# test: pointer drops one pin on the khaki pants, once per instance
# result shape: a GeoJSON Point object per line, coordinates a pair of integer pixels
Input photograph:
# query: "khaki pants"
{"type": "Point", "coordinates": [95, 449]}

Exercise brief:
Word for word, write out all of the data above.

Expected output:
# test: pointer drops one pin on the khaki pants, once per instance
# result shape: a GeoJSON Point object per line, coordinates a pair of integer pixels
Input photograph:
# query: "khaki pants"
{"type": "Point", "coordinates": [95, 449]}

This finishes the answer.